Aufgaben ▸
[1] Welche zwei reinen Rohstoffe zum Bauen nennt der Textauszug über Rohstoffe in einem Spiel?
[2] Schreib den Textauszug über Rohstoffe und Siegziele im Spiel im gleichen Ton weiter, direkt nach seinem letzten Satz.

═════ Textauszug

Wasserstoff wäre ja im grunde eine Art Luxusgut. was ich ansich nicht schlecht finde.
Ich würde aber dann nur 2 reine Rohstoffe die du zm bauen brauchst (also Titan und Silicium) und dann vllt noch 2 "Edel/Luxusgüter" die man u.a. für Forschungen braucht.
Wasserstoff halt zum Forschen und für den Boost und zb Platinum als "Statussymbol" oder ein anderer Stoff für spezielle Forschungen.
Genauso würde ich dann aber die Produktion dieser beider Edelgüter etwas teurer gestalten bzw deutlich langsamer machen als die von Tit und Sili.

Dann wärst du wieder bei 4 Rohstoffen
Titan+Silicium als Grundgerüst um den Aufbau deines Heimatplaneten zu gestallten und der Kolonien sowie der Flotte.
Wasserstoff (denn ich erst nach einigem Wachstum erreichbar machen würde) als Edelgut um auch bessere Taktischevorteile und noch stärkere Forschungen zu erlangen.
Umd zum Schluss ein Reines Luxusgut was zb für Forschung oder als Siegziel benutzt werden kann.


Dann auch die Siegziele würde ich entsprechend variabell machen.
Einzigerüberlebender (Galaxy Domination Tour)
-> erklärt sich glaub ich von alleine ^^
Völkerbund (fällt mir kein toller name ein xD)

══════════
═════ Material

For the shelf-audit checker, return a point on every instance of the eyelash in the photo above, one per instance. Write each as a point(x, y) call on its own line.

══════════

Lösungen ▸
[1] Titan und Silicium.

[2]
-> Bündniss mit allen (überlebenden) Völkern
Handelspartner
-> Mit allen (überlebenden) Völkern ein Handelsabkommen wobei man das noch irgendwie verfeinern müsste

Und zu gut erletzt noch ein Freies Spielen mit evtl vereinzelnt mal auftauchenden Priaten oder so ^^

Ich hoffe mein Roman ist nicht zulange *hust*

Greez D


----------



## KingofKingzZ (3. September 2011)

Okay, ihr habt mich überzeugt, 2 Rohstoffe für den Bau sind genug. Titan und Silicium hören sich da schon mal nicht schlecht an. Und für die oben beschriebenen Dinge Wasserstoff und vllt. Uran o.ä.? Dann wären Atomtechnologien möglich, die aber natürlich nicht zwingend sein müssen. Letztendlich werden wir wohl testen müssen, wie viele Rohstoffe am besten sind, ich denke das Balancing (und die KI, weil ich da eher weniger Erfahrung habe ) wird sowieso das Schwierigste am ganzen Spiel.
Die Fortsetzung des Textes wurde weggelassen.